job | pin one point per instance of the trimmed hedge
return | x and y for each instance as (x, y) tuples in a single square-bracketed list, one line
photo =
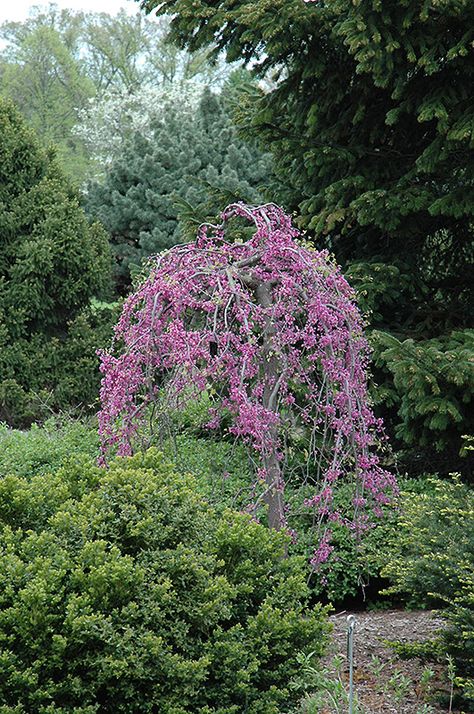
[(124, 591)]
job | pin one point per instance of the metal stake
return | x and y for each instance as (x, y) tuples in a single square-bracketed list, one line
[(350, 657)]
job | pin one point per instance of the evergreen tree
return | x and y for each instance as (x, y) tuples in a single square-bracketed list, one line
[(51, 264), (180, 161), (371, 124)]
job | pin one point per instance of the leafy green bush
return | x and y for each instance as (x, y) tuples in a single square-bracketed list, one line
[(52, 265), (45, 449), (124, 591), (42, 374), (431, 563)]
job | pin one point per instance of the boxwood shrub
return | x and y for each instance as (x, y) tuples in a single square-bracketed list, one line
[(122, 590)]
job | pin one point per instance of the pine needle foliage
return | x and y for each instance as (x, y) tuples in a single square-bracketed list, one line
[(371, 124)]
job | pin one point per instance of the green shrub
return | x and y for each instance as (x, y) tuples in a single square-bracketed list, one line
[(124, 591), (52, 265), (432, 564), (45, 449), (43, 374)]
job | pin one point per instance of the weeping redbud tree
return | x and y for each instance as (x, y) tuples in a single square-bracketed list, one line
[(271, 331)]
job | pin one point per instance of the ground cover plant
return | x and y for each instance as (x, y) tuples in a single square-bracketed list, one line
[(124, 591), (431, 564)]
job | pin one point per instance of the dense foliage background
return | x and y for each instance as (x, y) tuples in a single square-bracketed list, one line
[(118, 135)]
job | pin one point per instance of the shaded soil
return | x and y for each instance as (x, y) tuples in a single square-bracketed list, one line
[(384, 683)]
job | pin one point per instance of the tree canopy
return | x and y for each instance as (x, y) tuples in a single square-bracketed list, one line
[(371, 123), (186, 150)]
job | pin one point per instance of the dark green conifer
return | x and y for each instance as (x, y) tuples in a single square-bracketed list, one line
[(371, 125), (182, 162), (51, 264)]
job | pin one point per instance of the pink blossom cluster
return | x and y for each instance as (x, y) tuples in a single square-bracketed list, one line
[(271, 329)]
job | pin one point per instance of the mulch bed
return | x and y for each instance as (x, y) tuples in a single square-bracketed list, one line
[(384, 682)]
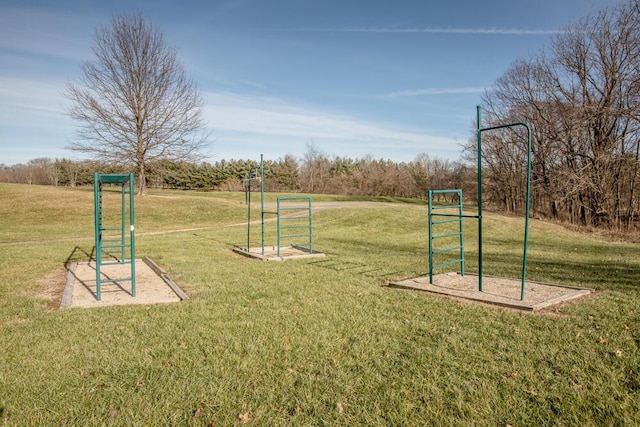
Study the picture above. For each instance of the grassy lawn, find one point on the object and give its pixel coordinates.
(309, 342)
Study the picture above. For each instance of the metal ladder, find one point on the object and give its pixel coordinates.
(451, 214)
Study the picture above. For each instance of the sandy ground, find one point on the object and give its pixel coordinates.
(497, 291)
(152, 286)
(271, 253)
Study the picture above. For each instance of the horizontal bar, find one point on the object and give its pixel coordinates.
(456, 215)
(448, 221)
(125, 262)
(124, 279)
(294, 236)
(446, 207)
(442, 251)
(445, 191)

• _PROBLEM DETAILS_: Each line from the one with "Study the picture above. For each instance of the horizontal" to the end of the material should be duplicated exactly, and no other line.

• _OUTPUT_:
Study the picture above. For each instance of the horizontal bar, find one point on the object and give its pixel coordinates.
(456, 215)
(448, 221)
(125, 262)
(124, 279)
(294, 236)
(446, 207)
(442, 251)
(445, 191)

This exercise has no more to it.